■ What needs to be done
Revise the lines from the one with "I need to find the stone" to the one with "top-left (9, 129), bottom-right (46, 175)", changing "stone wall" to "brick wall" and leaving the rest untouched. Return only those lines.

■ Information given
====

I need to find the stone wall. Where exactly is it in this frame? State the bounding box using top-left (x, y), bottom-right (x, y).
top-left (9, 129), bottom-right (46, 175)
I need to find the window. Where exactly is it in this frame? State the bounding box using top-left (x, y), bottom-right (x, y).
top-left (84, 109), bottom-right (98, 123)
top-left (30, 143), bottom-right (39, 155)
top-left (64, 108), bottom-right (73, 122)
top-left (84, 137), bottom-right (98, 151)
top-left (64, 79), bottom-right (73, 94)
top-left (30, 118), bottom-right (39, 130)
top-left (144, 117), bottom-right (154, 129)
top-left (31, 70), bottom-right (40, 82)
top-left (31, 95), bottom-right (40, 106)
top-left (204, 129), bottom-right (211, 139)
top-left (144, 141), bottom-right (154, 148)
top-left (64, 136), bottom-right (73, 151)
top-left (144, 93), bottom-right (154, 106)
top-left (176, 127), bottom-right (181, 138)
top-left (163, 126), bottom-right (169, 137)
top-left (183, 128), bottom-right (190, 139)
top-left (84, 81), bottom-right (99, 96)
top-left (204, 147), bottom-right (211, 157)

====

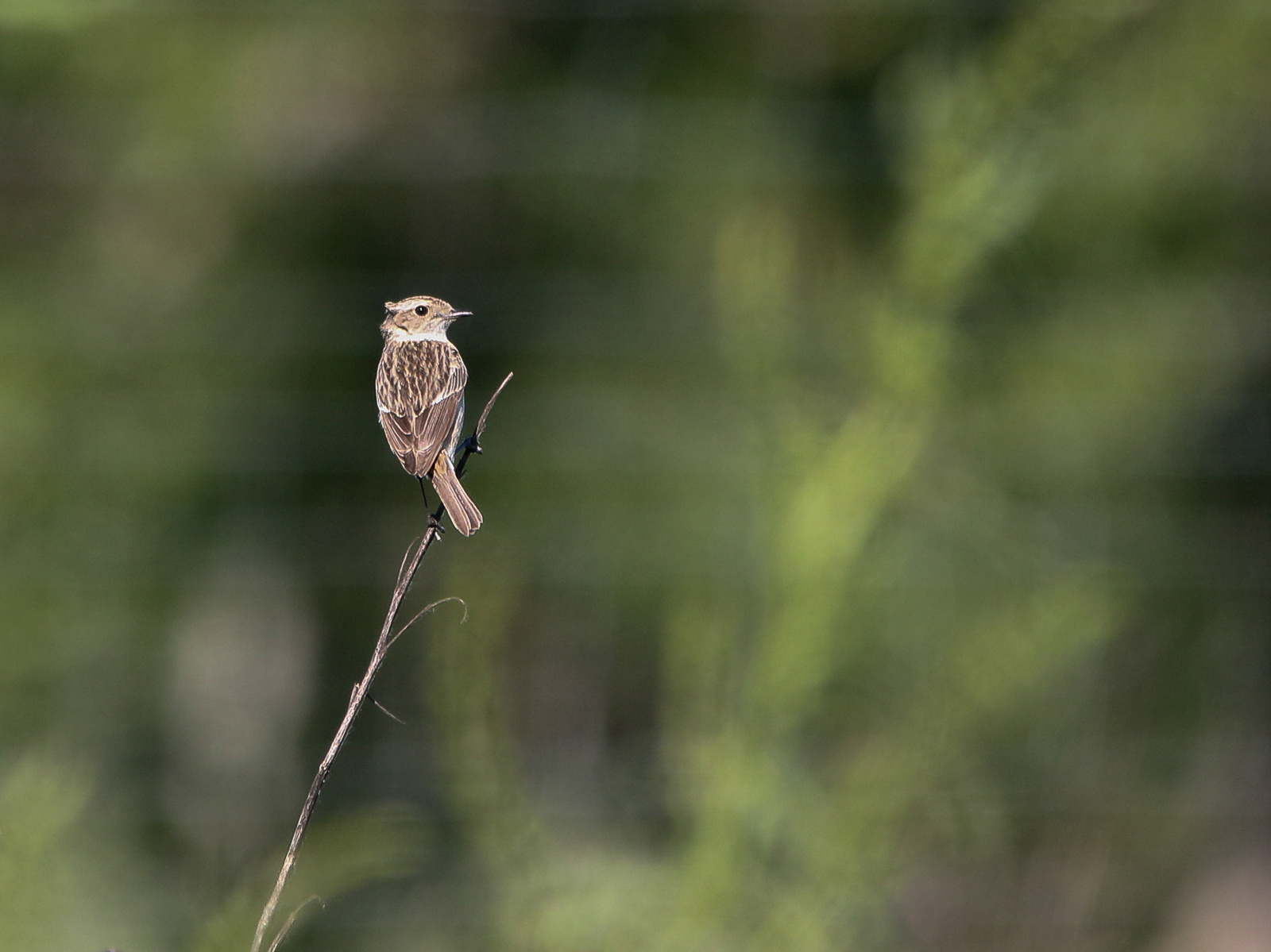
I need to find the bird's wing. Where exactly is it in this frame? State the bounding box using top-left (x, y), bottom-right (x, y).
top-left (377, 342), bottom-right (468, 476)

====

■ Reply to the task
I need to find the brick wall. Where exactly is it in this frame? State the bounding box using top-left (x, y), bottom-right (x, y).
top-left (9, 129), bottom-right (46, 175)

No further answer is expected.